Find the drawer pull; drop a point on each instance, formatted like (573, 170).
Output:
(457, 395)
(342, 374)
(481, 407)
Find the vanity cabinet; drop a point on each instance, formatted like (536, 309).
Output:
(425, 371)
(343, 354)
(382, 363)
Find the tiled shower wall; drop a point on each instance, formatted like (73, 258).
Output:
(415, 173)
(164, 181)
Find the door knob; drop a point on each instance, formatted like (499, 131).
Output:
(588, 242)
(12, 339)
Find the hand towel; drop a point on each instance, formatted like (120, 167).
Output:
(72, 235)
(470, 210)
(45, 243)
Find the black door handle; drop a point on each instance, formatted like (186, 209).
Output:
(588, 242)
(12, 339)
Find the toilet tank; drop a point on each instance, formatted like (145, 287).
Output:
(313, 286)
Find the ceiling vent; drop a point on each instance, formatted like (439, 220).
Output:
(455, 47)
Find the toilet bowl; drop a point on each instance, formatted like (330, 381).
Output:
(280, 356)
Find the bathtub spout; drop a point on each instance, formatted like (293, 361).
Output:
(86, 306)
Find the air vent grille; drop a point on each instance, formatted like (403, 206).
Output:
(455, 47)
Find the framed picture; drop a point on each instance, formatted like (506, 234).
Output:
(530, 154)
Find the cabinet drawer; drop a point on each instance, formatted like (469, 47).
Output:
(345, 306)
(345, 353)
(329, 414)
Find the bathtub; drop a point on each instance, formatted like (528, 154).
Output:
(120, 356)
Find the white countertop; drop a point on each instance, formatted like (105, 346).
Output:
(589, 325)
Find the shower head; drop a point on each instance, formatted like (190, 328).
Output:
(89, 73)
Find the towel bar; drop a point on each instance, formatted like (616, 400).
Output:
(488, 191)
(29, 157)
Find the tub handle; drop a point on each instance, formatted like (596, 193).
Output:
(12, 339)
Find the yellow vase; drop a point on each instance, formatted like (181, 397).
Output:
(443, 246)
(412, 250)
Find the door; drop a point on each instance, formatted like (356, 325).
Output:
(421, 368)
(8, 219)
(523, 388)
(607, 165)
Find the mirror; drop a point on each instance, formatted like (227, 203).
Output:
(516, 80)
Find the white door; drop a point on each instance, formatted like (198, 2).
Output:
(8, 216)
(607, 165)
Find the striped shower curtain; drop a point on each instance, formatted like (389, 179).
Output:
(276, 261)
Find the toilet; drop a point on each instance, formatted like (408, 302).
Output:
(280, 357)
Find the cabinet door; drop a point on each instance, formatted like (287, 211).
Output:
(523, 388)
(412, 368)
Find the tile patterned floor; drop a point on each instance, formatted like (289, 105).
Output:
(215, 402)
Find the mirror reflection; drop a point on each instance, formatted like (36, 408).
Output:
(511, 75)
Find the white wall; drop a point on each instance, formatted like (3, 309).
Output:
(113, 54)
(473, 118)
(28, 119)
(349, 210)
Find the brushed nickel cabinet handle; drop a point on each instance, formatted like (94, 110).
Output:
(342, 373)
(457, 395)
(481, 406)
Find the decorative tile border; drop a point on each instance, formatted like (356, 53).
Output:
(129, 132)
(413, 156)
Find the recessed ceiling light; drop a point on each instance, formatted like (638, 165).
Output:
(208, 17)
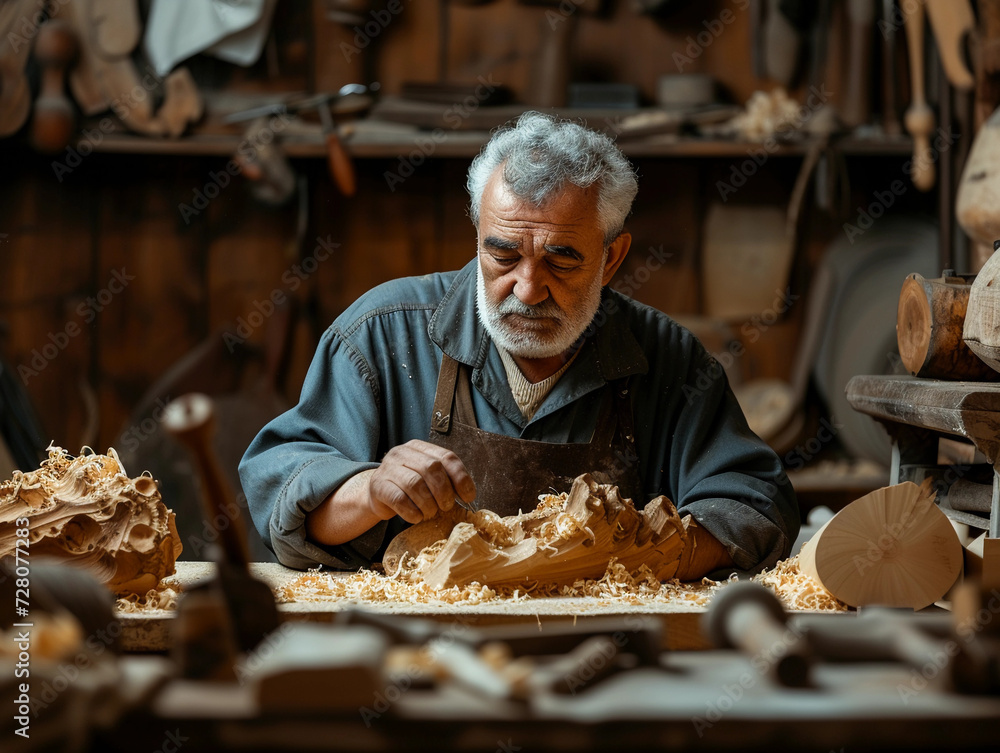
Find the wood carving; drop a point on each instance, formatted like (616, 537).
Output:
(982, 317)
(88, 512)
(929, 324)
(893, 547)
(565, 539)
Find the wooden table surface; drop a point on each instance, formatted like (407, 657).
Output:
(149, 630)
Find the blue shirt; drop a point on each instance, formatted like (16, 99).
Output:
(371, 387)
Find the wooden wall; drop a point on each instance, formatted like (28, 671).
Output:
(188, 278)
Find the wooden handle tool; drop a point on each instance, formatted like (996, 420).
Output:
(191, 420)
(339, 161)
(749, 617)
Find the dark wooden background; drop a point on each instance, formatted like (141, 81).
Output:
(64, 239)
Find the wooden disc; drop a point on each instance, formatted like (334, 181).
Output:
(892, 547)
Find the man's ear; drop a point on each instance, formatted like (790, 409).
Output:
(616, 255)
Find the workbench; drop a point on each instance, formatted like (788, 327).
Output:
(709, 701)
(149, 629)
(916, 413)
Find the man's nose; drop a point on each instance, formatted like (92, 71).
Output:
(531, 286)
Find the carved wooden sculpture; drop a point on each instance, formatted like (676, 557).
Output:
(559, 542)
(88, 512)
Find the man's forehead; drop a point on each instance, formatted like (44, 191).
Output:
(570, 209)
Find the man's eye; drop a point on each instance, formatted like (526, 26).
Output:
(562, 267)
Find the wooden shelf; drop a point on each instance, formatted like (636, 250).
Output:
(375, 143)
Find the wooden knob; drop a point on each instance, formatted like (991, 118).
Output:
(56, 49)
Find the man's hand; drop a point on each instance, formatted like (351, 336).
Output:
(702, 553)
(416, 480)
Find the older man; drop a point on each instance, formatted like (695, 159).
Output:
(514, 375)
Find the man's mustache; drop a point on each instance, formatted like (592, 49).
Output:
(547, 309)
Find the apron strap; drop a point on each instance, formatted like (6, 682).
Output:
(464, 412)
(447, 377)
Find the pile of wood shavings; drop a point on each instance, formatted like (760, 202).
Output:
(796, 589)
(366, 585)
(164, 596)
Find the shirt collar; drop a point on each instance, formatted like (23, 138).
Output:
(610, 351)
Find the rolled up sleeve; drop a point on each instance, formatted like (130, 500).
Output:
(730, 481)
(303, 455)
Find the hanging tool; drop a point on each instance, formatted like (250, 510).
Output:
(56, 49)
(951, 21)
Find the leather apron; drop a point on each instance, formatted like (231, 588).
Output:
(510, 472)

# Exercise directions:
What is needed is an exact copy of the lines above, from the one containing "Find the white countertop;" through the one containing "Find the tub", with nothing added.

# Response:
Find the white countertop; drop a point on each instance, formatted like (105, 346).
Output:
(589, 325)
Find the shower head; drop a point on each instance, formatted like (190, 328).
Output:
(89, 73)
Find the towel bar; drop a point on each instance, formatted like (616, 400).
Output:
(488, 191)
(29, 157)
Find the tub handle; drop a point on each instance, formatted like (596, 193).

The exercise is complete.